Aim of the exercise: Locate every line in the records below that contains the word "blazer", and copy each one.

Task inputs:

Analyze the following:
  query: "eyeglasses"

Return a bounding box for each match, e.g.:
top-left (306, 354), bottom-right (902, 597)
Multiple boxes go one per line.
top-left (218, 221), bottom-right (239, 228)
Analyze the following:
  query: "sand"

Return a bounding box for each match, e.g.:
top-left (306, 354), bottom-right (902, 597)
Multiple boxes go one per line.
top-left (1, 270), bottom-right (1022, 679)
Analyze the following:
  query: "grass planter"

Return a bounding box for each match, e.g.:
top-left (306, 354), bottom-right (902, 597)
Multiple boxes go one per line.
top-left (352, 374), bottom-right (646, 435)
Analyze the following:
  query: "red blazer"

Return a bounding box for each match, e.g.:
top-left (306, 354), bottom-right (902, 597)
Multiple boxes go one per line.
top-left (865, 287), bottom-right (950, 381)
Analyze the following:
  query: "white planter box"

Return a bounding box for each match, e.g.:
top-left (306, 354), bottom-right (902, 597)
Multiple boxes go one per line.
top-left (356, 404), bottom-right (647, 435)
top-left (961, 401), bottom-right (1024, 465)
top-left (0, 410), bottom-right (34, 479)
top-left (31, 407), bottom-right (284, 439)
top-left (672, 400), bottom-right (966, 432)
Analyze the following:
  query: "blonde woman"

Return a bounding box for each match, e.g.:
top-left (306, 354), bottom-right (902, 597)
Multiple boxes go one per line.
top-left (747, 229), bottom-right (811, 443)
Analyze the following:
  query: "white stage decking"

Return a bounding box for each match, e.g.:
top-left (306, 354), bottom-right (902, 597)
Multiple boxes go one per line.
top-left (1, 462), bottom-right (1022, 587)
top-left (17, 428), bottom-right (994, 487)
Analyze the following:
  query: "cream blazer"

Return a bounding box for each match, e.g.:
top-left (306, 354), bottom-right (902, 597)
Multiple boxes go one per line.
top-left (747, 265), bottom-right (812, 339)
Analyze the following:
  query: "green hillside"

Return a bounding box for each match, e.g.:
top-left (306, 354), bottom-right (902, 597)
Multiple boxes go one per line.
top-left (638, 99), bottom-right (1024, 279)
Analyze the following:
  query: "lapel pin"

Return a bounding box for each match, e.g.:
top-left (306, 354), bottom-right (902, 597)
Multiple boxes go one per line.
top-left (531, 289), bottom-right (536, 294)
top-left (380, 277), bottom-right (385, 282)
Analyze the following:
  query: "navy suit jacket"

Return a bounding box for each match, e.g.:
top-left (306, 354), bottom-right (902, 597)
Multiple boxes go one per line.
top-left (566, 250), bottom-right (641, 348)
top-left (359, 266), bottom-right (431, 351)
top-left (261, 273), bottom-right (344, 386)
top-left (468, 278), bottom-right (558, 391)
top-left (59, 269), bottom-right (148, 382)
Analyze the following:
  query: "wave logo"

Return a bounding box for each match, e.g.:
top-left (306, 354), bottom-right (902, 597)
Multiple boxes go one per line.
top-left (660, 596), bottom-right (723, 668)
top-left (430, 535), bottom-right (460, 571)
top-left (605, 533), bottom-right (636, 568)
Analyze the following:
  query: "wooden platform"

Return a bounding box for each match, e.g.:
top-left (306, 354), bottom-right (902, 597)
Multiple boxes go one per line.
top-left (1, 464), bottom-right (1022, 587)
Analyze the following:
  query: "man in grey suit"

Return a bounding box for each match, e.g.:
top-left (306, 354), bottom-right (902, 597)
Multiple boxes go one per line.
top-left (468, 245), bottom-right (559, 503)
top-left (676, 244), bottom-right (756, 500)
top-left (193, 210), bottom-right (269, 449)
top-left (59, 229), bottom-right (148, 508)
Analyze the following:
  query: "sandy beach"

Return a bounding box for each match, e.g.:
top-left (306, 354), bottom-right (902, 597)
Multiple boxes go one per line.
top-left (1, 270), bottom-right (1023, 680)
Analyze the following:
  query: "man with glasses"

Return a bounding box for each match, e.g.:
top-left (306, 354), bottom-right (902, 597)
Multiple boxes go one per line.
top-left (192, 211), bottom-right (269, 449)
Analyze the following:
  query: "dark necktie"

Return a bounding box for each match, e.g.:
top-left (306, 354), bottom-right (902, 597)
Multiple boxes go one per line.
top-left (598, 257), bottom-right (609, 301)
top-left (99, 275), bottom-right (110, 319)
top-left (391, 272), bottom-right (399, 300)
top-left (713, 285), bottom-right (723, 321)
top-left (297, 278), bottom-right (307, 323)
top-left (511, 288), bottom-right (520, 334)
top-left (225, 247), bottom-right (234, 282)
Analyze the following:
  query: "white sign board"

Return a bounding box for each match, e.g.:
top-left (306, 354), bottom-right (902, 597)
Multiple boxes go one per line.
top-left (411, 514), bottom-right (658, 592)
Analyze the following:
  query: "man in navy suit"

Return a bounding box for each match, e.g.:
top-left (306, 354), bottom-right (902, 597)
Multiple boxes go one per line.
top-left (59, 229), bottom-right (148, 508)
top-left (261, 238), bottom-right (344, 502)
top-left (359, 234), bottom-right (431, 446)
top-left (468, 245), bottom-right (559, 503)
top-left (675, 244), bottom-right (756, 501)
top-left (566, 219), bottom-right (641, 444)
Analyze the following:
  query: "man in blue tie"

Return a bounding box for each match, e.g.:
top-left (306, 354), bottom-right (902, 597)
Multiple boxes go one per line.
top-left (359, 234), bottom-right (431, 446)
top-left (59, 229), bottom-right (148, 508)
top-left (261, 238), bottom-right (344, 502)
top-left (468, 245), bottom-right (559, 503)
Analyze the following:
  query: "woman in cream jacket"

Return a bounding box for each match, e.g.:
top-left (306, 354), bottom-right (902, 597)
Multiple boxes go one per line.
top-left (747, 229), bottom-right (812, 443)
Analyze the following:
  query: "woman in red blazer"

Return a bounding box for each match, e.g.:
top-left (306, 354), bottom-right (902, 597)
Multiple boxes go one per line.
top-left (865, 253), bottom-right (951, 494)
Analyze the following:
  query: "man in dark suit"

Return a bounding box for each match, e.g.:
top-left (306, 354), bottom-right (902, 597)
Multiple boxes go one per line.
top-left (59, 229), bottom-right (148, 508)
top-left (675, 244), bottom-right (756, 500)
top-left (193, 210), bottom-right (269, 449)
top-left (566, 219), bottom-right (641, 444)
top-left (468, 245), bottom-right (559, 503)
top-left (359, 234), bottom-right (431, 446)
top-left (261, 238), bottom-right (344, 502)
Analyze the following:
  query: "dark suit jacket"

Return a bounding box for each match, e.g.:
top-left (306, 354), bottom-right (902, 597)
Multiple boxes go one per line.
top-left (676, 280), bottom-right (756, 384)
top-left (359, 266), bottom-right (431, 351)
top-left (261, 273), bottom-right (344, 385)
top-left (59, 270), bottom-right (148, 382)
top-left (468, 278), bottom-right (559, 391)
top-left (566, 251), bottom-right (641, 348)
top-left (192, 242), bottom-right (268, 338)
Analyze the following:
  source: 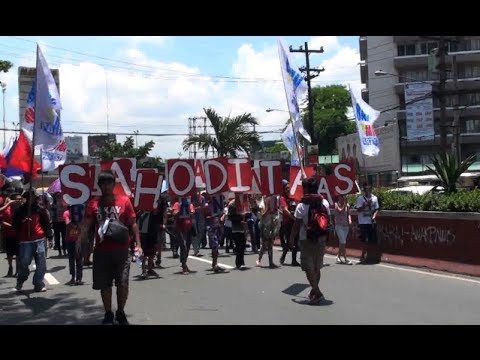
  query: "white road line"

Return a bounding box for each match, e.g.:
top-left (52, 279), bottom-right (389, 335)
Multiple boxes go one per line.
top-left (44, 273), bottom-right (60, 285)
top-left (271, 246), bottom-right (480, 284)
top-left (188, 256), bottom-right (234, 269)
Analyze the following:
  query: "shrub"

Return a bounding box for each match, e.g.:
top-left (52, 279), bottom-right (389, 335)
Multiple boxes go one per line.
top-left (346, 188), bottom-right (480, 213)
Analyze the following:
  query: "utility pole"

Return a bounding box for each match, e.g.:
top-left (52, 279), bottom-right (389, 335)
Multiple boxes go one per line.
top-left (289, 42), bottom-right (325, 140)
top-left (188, 116), bottom-right (207, 159)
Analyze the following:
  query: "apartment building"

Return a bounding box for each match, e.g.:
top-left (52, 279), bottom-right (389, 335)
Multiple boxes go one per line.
top-left (359, 36), bottom-right (480, 174)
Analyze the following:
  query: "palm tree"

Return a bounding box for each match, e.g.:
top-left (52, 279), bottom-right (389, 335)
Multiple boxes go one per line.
top-left (182, 108), bottom-right (261, 157)
top-left (426, 152), bottom-right (476, 193)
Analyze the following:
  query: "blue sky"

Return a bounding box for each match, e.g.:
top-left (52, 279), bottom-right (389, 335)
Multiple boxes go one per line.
top-left (0, 36), bottom-right (361, 159)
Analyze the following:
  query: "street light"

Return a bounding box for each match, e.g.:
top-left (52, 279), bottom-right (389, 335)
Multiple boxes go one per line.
top-left (1, 81), bottom-right (6, 149)
top-left (266, 108), bottom-right (289, 113)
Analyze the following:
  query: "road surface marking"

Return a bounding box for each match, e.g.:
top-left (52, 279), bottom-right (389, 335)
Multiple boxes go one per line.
top-left (271, 246), bottom-right (480, 284)
top-left (188, 256), bottom-right (234, 269)
top-left (44, 273), bottom-right (60, 285)
top-left (323, 253), bottom-right (480, 285)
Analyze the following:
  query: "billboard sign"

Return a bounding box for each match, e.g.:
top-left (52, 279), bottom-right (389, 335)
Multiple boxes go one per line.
top-left (88, 134), bottom-right (116, 156)
top-left (18, 66), bottom-right (60, 124)
top-left (65, 136), bottom-right (83, 160)
top-left (404, 83), bottom-right (434, 141)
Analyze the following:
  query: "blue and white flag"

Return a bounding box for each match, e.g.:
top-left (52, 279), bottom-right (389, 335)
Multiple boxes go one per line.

Result of this task:
  query: "red blazer"
  query: "cream blazer"
  query: "woman in red blazer"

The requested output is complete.